Scouting An Area

This past week I was in North Carolina and was able to look at several properties. Some of these were ones I already owned the notes on and wanted to check in on them. Others were ones I have seen on tapes that may come up for sale before the end of the year. I followed a similar process to the trip I took to Indiana and Ohio last year.

Nothing beats seeing the property and the surrounding area for yourself. Sometimes the property is in decent shape but there are boarded up houses on the same street. On this trip I encountered a mixed bag. Trips like this can potentially save you a lot of money on due diligence expenses. One of my pet peeves of the notes business is when I get a bid accepted, and then can’t close because the home is in rough shape,but not finding that out until spending $100 on a BPO. If you can scout properties ahead of time you can save yourself trouble by not bidding on certain properties or avoiding certain town.

▶ Recorded data

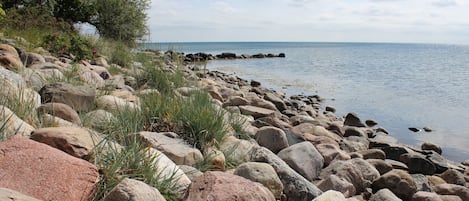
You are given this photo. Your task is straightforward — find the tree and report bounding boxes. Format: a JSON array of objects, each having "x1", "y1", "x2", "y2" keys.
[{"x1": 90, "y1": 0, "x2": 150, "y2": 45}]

▶ Exercise goal
Can you transcribe the post on scouting an area, starting at the words "Scouting An Area" and stopping after "and Ohio last year."? The data above are separate from the post on scouting an area.

▶ Task response
Scouting An Area

This past week I was in North Carolina and was able to look at several properties. Some of these were ones I already owned the notes on and wanted to check in on them. Others were ones I have seen on tapes that may come up for sale before the end of the year. I followed a similar process to the trip I took to Indiana and Ohio last year.